** Required task **
Rewrite all of the lines below, requests included, shifting every point coordinate in the answers by -69 and omitting the pictures.

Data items

* start *

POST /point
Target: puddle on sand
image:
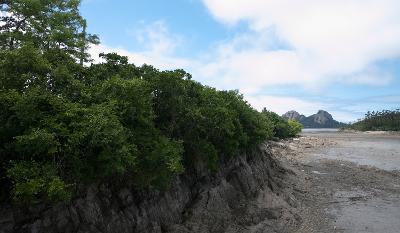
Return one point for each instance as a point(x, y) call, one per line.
point(356, 213)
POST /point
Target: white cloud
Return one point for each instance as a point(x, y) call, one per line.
point(282, 104)
point(158, 50)
point(330, 41)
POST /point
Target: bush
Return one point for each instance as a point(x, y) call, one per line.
point(295, 127)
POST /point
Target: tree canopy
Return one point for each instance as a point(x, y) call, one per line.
point(64, 123)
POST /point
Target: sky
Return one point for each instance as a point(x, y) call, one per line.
point(342, 56)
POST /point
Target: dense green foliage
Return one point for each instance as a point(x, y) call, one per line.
point(385, 120)
point(281, 127)
point(63, 123)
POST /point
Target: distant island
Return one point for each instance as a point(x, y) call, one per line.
point(322, 119)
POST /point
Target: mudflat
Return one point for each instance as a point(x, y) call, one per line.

* end *

** Correct response **
POST /point
Target: puddle on sand
image:
Return one point for each instance as a point(x, y) call, one per line.
point(287, 144)
POST /point
Target: white cloud
Return one point for each instance as a point(x, y) call, one per line.
point(213, 35)
point(89, -19)
point(261, -28)
POST /point
Target: bush
Return one point for each instance as a point(x, y) call, one per line.
point(226, 58)
POST /point
Target: tree canopy
Return one point for each instance as a point(x, y) call, one per line.
point(-5, 54)
POST /point
Target: sky
Return one point for each instance as a point(x, y) call, one per line.
point(273, -13)
POST /point
Target: dense green foliage
Return one point for each instance as a point(x, y) call, one per line.
point(316, 51)
point(212, 58)
point(-6, 54)
POST /point
Target: distant island
Return one point for each instance as a point(x, y) call, one per line.
point(253, 50)
POST /point
Target: mudflat
Return one point for each instance as a point(x, y) call, one per line.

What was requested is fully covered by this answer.